(Named object pointing entries)
================================

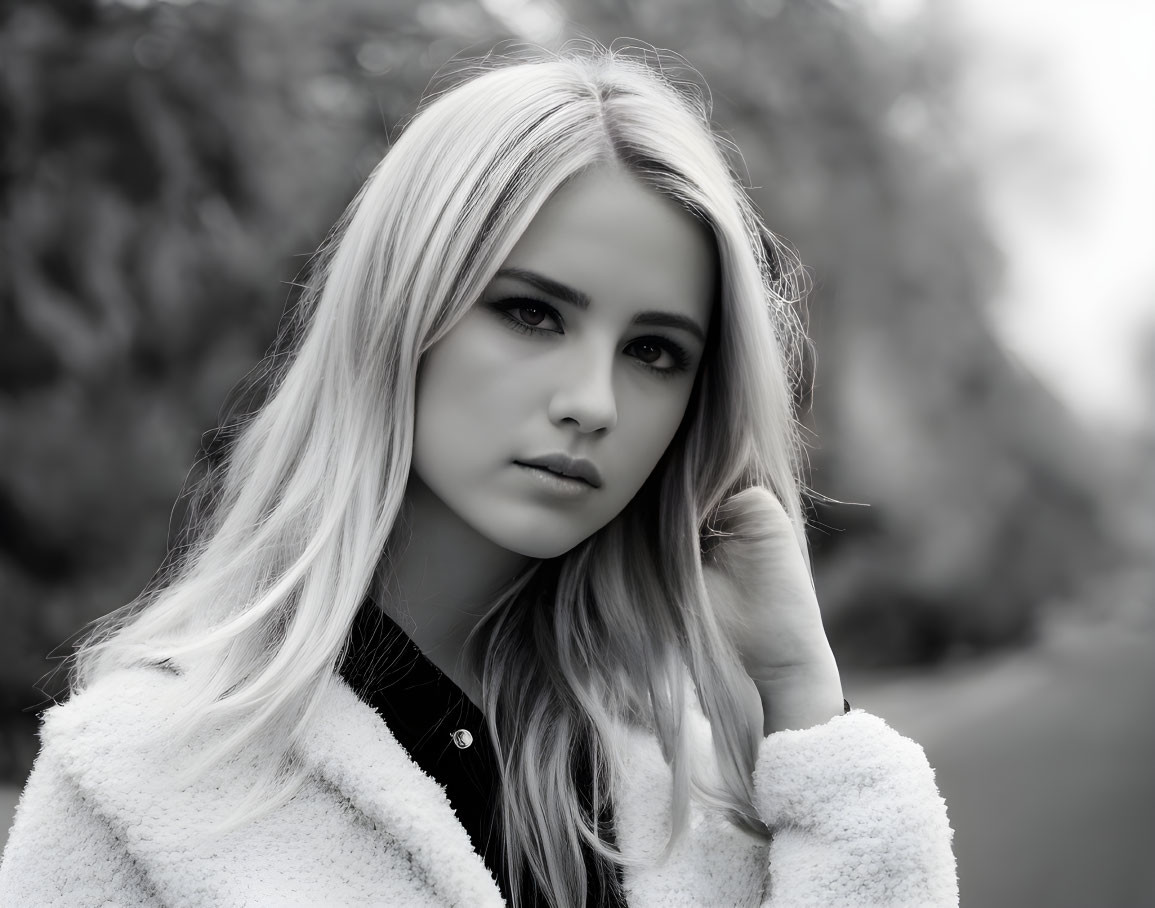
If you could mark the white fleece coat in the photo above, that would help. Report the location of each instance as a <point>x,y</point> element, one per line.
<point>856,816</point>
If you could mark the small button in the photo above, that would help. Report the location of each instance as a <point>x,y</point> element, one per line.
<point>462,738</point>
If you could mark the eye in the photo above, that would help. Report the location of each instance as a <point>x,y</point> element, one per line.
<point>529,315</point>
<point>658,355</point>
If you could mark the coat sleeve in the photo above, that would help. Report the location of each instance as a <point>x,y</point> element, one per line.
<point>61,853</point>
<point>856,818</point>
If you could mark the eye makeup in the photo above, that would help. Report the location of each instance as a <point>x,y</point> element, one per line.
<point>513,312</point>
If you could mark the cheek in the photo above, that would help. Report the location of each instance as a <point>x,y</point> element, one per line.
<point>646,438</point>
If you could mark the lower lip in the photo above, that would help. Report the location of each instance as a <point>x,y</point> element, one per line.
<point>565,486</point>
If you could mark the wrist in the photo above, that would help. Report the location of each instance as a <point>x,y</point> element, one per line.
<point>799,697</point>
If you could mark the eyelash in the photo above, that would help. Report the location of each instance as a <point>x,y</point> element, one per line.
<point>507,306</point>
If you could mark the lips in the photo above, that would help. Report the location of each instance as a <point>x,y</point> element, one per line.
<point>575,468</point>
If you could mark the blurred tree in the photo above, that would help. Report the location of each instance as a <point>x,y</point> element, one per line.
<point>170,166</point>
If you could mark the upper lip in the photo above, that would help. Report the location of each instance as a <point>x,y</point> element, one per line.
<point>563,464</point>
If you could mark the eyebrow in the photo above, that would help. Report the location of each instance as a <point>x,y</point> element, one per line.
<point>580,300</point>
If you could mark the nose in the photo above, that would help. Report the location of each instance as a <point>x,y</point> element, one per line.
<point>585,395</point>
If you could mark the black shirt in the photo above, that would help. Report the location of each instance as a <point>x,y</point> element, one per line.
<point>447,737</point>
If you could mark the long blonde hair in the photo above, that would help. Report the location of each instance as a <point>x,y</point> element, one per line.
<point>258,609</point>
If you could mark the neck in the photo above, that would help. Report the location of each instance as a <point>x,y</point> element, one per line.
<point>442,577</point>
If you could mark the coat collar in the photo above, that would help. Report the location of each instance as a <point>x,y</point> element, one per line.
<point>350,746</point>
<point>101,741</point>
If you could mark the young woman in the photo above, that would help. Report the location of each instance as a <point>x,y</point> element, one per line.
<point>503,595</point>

================================

■ **Problem description**
Would you quote, exactly and only, the lines from the one containing "If you could mark the neck" to the end of the entries?

■ **Final answer**
If you could mark the neck in the photo above, that would help. Report the location of each instance as a <point>x,y</point> element, one per line.
<point>442,577</point>
If you could mark the coat collar in the photo above, that would help. Report the location of each instance as a <point>x,y</point> element, one per line.
<point>350,746</point>
<point>101,741</point>
If you could mark the young woman in the photo above, that would help. Report the location of each instance as a <point>x,y</point> element, one per line.
<point>503,595</point>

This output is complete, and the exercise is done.